Directions:
1. Summarize the coordination compound problem in two sentences.
2. In the coordination compound problem, change "full compound" to "complete compound" in the passage starting at "Thus the complex" and ending at "complex + 3 $Cl^-$)", then write out that revised passage.

Excerpt provided:
A coordination compound $CrCl_3.4H_2O$ precipitates silver chloride when treated with silver nitrate. The molar conductance of its solution corresponds to a total of two ions. What is the formula of the compound?

$[Cr(H_2O)_4Cl_2].Cl$

The correct answer is Option (4) → $[Cr(H_2O)_4Cl_2].Cl$

Complete statement:

The coordination compound is $[Cr(H_2O)_4Cl_2]Cl$.

Reasoning:

1. Information from molar conductance

It corresponds to a total of two ions in solution.

So the compound must dissociate as:

$\text{[complex]}^+ + \text{Cl}^{-}$

This means only one chloride ion is outside the coordination sphere (as counter-ion).

2. Information from $AgNO_3$ test

It precipitates $AgCl$, so at least one $Cl^-$ must be free (ionic) in solution.

Hence, exactly one chloride is outside the complex.

3. Total composition is $CrCl_3.4H_2O$

So total:

$Cr = 1$

$Cl = 3$

$H_2O = 4$

If $1\, Cl^-$ is outside, then $2\, Cl^-$ must be inside the coordination sphere.

Thus the complex part is:

$[Cr(H_2O),Cl_2]^+$

and the full compound is:

$[Cr(H_2O)_4Cl_2]Cl$

Why other options are incorrect:

• $[Cr(H_2O)_4]Cl_3$ → gives 4 ions (1 complex + 3 $Cl^-$)
• $[CrCl_3].4H_2O$ → no free $Cl^-$ ions for $AgCl$ precipitation
• $[Cr(H_2O)_3Cl_3].H_2O$ → no ionic chloride

So the correct answer is:

$[Cr(H_2O)_4Cl_2]Cl$

Data listing
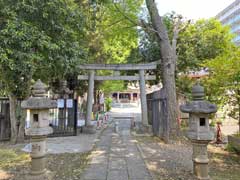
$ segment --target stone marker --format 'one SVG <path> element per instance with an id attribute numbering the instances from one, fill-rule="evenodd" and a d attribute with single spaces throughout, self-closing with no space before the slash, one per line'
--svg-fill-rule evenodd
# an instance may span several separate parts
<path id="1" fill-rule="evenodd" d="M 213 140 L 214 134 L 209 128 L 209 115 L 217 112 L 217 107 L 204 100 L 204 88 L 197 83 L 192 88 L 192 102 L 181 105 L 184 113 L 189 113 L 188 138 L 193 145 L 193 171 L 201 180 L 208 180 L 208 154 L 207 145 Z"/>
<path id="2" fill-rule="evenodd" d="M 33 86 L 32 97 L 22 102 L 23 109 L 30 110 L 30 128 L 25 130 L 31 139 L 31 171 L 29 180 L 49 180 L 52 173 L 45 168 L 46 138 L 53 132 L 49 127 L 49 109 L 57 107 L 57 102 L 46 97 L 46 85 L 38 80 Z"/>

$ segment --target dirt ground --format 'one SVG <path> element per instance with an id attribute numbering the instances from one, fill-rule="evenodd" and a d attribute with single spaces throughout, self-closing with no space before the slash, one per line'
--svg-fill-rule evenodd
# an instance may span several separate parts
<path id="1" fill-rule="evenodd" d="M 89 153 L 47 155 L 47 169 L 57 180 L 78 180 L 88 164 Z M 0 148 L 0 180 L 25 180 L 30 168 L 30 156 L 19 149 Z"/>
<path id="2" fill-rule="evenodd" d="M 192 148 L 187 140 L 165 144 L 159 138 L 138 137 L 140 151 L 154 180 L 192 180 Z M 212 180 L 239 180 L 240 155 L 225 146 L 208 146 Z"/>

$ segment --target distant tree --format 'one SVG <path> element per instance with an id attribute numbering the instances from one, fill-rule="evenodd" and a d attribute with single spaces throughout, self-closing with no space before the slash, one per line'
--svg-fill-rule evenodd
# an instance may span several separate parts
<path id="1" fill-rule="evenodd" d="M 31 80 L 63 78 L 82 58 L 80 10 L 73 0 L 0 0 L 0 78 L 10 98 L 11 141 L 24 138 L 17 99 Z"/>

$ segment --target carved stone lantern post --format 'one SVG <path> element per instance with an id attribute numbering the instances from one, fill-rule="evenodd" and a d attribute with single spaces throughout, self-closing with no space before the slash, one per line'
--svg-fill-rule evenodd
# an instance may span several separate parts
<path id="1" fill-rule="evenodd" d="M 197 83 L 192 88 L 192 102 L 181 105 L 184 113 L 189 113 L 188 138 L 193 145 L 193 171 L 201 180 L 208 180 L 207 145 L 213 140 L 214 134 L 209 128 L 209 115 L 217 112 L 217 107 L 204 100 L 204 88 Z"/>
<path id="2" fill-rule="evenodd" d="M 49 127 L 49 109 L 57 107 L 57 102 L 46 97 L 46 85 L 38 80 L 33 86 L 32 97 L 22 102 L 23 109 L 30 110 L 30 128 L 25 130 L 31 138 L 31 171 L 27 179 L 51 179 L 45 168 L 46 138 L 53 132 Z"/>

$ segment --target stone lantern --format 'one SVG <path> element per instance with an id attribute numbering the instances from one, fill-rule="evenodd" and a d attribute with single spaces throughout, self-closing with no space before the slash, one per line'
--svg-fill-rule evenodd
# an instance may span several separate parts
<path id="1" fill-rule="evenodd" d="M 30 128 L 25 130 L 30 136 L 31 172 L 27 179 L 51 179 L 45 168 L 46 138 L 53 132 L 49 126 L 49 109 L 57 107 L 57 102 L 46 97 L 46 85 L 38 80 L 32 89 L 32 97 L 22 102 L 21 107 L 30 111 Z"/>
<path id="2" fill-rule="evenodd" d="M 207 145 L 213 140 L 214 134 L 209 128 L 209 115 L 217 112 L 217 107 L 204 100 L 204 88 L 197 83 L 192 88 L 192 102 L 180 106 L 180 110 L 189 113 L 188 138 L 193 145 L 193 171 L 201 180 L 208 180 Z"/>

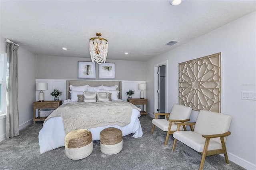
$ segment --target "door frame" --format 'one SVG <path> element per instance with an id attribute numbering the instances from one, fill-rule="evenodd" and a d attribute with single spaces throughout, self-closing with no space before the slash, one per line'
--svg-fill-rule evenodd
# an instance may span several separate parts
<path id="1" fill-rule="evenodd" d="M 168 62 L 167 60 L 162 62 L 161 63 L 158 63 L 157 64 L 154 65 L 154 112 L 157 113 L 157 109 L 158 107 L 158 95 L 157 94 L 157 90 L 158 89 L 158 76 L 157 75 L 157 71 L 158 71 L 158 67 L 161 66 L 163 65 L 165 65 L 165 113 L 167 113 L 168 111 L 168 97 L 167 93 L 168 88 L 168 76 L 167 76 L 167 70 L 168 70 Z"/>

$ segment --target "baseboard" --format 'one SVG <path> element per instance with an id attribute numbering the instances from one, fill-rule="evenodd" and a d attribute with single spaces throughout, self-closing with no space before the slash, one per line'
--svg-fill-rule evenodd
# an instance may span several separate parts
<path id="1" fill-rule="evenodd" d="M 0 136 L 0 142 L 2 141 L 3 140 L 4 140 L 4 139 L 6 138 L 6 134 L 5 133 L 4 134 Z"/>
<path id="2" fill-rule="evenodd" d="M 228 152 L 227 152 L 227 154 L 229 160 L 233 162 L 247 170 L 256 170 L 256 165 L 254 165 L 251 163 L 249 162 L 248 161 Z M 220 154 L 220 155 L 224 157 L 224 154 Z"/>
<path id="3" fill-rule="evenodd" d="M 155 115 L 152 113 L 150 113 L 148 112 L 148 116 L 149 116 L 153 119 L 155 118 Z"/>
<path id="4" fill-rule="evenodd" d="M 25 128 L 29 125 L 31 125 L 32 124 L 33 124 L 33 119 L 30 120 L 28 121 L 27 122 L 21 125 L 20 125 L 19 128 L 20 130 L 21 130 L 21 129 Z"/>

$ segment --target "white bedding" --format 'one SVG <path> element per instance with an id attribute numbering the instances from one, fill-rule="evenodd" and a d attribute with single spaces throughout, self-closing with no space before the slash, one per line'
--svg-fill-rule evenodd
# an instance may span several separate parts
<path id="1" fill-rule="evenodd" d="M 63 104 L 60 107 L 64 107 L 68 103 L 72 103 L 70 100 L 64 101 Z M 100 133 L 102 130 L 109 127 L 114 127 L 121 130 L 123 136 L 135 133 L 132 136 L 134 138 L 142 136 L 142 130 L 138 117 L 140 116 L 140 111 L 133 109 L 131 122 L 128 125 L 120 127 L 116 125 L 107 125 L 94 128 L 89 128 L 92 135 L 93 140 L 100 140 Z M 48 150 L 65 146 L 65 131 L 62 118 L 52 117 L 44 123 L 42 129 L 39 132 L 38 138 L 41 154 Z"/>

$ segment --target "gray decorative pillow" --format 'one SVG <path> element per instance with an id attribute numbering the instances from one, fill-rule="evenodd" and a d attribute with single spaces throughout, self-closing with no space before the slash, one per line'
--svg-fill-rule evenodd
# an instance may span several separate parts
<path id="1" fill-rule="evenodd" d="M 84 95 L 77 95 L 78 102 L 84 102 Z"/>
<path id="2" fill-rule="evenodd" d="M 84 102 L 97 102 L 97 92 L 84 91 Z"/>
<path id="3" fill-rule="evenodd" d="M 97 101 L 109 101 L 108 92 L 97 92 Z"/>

Solved problems:
1. The compound CrCl3·4H2O precipitates silver chloride with silver nitrate, and its molar conductance corresponds to two ions in solution, so exactly one chloride lies outside the coordination sphere. Because the formula contains three chlorides and four waters in total, the other two chlorides must be inside the coordination sphere, which gives [Cr(H2O)4Cl2]Cl.

2.
Thus the complex part is:

$[Cr(H_2O),Cl_2]^+$

and the complete compound is:

$[Cr(H_2O)_4Cl_2]Cl$

Why other options are incorrect:

• $[Cr(H_2O)_4]Cl_3$ → gives 4 ions (1 complex + 3 $Cl^-$)